◆ **Dati di input**
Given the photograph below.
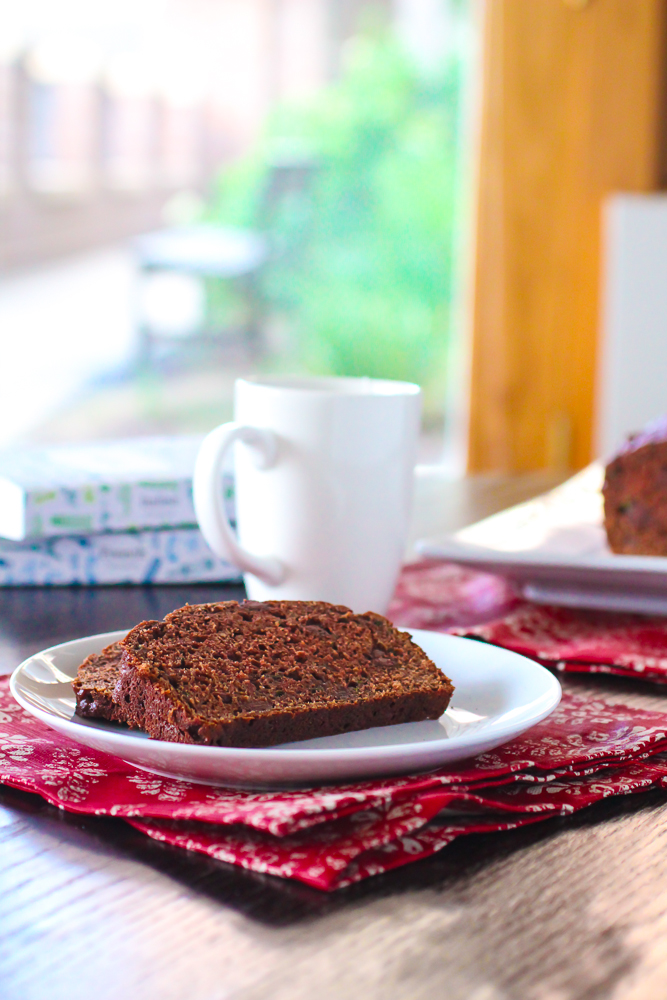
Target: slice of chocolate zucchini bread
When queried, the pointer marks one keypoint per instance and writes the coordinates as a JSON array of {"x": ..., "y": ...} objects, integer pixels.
[
  {"x": 95, "y": 682},
  {"x": 257, "y": 674},
  {"x": 635, "y": 494}
]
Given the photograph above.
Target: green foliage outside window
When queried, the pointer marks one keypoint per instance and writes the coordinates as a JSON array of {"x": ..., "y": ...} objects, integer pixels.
[{"x": 361, "y": 268}]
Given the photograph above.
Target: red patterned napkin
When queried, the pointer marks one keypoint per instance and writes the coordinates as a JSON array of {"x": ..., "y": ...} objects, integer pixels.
[
  {"x": 446, "y": 597},
  {"x": 331, "y": 836}
]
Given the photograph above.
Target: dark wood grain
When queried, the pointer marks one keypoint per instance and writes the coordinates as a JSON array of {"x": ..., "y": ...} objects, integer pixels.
[{"x": 569, "y": 909}]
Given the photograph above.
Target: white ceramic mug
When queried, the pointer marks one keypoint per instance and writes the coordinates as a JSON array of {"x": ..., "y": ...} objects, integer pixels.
[{"x": 323, "y": 482}]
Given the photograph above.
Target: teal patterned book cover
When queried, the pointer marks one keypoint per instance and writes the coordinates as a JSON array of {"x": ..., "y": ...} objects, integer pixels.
[{"x": 106, "y": 486}]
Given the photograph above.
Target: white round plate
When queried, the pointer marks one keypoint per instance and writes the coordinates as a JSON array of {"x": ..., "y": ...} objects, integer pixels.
[{"x": 498, "y": 695}]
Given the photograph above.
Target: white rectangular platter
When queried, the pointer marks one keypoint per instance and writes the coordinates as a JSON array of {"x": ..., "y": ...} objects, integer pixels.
[{"x": 555, "y": 550}]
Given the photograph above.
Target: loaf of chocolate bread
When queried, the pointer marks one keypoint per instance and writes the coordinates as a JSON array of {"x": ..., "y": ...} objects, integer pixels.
[
  {"x": 635, "y": 494},
  {"x": 95, "y": 682},
  {"x": 260, "y": 673}
]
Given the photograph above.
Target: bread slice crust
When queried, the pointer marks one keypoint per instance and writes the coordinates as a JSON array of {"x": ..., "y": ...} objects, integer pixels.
[
  {"x": 95, "y": 682},
  {"x": 261, "y": 673}
]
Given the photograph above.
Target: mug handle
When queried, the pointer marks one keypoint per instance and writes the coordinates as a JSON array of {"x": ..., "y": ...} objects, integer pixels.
[{"x": 208, "y": 499}]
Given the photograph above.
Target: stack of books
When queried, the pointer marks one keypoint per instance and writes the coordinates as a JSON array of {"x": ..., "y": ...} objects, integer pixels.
[{"x": 113, "y": 512}]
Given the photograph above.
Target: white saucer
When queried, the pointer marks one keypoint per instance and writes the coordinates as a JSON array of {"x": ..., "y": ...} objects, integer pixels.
[{"x": 498, "y": 695}]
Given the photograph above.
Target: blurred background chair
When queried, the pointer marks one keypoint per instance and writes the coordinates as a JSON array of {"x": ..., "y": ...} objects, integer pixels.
[{"x": 200, "y": 285}]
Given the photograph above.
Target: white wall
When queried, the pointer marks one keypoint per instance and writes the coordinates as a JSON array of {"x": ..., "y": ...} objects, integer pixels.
[{"x": 632, "y": 386}]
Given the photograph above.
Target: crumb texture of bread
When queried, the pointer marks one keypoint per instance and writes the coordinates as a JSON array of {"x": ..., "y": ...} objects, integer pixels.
[
  {"x": 635, "y": 495},
  {"x": 95, "y": 682},
  {"x": 262, "y": 673}
]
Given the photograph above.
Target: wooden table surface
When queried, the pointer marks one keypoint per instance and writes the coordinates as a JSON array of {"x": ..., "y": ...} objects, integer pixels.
[{"x": 90, "y": 909}]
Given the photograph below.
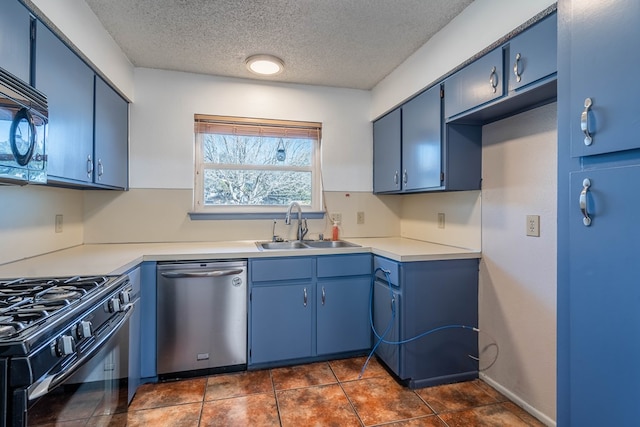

◆ **Descrizione del problema**
Raccogli dall'elenco qui sopra ogni riga in cui compare la parola "patterned" e ricopiala senza modifiche.

◆ **Risposta definitiva**
Target: red patterned napkin
Target: teal patterned book cover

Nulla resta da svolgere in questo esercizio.